▶ [Written request]
Please pick out each line in the records below that contains the word "number", and copy those lines.

(Data drawn from a collection)
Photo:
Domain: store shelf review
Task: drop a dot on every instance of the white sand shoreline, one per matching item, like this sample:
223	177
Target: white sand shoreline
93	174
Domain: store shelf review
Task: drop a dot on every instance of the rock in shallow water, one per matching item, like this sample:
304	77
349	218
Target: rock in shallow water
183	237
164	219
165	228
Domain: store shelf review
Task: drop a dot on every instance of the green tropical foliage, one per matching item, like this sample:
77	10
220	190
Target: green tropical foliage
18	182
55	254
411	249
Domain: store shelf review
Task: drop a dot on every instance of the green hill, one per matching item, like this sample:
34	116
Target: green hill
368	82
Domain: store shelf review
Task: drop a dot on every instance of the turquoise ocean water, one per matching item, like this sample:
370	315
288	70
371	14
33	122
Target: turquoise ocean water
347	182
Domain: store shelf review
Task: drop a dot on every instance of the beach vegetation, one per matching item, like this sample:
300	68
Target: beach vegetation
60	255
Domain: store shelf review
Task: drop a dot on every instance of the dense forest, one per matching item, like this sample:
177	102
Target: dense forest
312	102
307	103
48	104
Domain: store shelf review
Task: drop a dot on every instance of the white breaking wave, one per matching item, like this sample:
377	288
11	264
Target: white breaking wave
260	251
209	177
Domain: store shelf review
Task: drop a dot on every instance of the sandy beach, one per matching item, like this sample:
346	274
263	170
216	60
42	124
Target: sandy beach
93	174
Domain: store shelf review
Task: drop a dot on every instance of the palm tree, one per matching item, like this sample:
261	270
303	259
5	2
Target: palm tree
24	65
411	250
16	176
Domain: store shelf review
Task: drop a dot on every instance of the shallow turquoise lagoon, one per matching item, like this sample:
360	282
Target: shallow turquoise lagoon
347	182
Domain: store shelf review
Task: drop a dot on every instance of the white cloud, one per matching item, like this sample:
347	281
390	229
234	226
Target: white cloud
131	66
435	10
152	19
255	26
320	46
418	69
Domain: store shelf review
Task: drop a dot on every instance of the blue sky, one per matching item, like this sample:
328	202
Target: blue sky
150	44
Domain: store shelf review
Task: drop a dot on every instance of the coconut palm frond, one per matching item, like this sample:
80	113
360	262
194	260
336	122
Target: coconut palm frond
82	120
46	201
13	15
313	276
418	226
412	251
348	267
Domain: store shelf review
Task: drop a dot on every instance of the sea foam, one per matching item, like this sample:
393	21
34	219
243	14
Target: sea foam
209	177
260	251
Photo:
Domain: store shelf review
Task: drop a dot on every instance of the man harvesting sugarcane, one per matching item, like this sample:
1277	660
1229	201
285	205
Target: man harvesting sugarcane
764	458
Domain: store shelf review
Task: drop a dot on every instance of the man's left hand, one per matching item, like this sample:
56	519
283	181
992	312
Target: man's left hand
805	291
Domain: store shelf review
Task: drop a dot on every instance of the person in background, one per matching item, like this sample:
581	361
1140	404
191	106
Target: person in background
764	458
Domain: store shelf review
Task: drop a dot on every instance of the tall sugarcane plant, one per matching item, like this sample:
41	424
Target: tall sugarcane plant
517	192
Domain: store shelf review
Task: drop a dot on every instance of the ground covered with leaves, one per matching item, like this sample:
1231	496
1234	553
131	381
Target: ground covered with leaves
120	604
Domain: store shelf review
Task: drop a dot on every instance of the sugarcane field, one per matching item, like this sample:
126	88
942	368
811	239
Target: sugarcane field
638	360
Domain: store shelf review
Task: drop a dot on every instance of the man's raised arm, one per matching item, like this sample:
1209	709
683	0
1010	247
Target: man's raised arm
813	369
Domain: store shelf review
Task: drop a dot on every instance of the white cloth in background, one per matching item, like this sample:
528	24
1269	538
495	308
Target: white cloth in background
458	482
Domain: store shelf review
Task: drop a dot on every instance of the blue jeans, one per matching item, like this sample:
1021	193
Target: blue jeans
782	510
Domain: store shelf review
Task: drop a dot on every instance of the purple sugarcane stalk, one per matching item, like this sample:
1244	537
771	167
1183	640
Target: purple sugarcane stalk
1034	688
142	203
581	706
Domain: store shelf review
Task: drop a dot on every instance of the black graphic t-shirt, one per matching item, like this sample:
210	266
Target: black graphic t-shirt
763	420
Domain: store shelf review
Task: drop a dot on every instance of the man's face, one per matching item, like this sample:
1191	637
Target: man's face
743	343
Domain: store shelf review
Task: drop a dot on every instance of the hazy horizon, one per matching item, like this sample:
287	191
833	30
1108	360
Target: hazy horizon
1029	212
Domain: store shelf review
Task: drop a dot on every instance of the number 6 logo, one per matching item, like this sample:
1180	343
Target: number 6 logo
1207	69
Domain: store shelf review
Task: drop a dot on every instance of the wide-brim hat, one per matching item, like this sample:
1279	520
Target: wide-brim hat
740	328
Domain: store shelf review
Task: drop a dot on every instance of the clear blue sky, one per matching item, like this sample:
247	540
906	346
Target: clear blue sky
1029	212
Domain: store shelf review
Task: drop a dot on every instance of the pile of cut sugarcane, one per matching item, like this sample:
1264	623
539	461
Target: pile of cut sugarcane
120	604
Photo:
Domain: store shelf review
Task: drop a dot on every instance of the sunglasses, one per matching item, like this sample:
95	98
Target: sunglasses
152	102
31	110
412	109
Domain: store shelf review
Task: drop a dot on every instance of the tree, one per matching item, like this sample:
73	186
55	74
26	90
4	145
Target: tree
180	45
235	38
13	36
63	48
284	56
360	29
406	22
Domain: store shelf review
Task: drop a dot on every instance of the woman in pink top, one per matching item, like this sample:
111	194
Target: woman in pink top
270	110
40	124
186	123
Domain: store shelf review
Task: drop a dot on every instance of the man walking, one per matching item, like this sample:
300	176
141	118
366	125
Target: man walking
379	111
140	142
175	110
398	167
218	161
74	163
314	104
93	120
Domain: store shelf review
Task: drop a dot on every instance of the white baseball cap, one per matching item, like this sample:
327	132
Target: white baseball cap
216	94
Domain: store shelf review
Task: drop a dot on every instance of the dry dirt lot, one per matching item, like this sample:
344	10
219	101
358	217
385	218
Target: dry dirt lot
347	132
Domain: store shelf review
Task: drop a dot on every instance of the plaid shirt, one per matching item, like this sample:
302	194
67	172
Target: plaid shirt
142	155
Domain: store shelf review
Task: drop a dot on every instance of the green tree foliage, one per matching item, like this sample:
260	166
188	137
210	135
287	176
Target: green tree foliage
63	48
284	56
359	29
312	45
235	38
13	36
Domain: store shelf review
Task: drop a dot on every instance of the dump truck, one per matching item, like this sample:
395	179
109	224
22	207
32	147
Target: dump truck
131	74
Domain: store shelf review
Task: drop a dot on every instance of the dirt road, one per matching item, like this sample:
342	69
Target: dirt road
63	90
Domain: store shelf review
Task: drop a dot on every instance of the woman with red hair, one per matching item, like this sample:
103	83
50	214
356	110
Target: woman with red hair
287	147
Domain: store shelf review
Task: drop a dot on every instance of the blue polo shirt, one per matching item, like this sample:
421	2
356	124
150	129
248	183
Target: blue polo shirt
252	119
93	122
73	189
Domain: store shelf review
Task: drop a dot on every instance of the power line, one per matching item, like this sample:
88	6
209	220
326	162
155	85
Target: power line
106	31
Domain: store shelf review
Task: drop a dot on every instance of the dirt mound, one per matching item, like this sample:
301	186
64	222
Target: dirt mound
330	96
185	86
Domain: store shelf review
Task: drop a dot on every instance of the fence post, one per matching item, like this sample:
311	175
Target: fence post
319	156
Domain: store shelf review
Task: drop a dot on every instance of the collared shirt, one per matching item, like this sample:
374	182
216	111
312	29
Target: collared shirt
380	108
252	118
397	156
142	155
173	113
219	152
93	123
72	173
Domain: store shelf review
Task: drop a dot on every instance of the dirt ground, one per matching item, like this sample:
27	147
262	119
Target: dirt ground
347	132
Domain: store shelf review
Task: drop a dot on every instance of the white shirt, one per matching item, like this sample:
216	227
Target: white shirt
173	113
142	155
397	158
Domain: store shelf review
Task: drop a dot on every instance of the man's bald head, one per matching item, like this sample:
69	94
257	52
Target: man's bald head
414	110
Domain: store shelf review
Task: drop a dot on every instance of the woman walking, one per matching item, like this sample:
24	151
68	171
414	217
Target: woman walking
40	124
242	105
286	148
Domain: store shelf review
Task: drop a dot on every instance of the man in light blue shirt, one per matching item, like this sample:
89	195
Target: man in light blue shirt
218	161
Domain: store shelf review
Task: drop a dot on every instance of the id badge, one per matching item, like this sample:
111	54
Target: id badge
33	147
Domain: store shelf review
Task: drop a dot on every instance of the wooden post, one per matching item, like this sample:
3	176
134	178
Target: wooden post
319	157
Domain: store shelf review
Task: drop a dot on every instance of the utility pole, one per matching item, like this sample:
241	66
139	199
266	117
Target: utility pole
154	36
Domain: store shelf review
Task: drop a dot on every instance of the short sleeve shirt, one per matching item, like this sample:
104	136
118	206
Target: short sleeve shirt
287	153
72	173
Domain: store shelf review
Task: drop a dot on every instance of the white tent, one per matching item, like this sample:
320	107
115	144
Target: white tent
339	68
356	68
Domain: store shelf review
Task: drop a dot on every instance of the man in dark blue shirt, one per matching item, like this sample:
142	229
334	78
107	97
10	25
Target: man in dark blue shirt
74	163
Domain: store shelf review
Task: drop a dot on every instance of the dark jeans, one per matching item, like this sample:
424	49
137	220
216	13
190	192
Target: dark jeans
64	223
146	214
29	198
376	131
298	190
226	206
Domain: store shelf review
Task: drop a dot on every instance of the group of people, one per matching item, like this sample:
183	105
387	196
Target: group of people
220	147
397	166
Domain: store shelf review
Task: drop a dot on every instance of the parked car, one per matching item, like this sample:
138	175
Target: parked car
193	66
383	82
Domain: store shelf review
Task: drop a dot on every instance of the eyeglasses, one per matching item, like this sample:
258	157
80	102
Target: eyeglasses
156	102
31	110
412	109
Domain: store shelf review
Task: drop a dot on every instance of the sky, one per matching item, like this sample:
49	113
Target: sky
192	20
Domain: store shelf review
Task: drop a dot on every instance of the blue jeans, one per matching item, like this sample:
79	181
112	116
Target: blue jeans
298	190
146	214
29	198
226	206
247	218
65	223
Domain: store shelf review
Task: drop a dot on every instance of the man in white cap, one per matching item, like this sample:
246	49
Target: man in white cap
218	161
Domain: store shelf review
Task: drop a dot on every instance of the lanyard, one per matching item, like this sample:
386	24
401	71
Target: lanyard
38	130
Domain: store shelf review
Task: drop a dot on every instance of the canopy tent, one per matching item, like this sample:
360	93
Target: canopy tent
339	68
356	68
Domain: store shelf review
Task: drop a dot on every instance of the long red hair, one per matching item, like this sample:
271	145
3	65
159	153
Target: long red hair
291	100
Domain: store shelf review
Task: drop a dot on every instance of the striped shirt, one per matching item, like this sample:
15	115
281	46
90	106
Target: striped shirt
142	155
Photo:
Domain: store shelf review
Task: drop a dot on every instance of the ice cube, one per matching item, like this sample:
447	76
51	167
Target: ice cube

▶ [Expected output]
Task: drop a dot on every instance of the number 6 logo, one per matching item, like this sample:
Target: number 6 logo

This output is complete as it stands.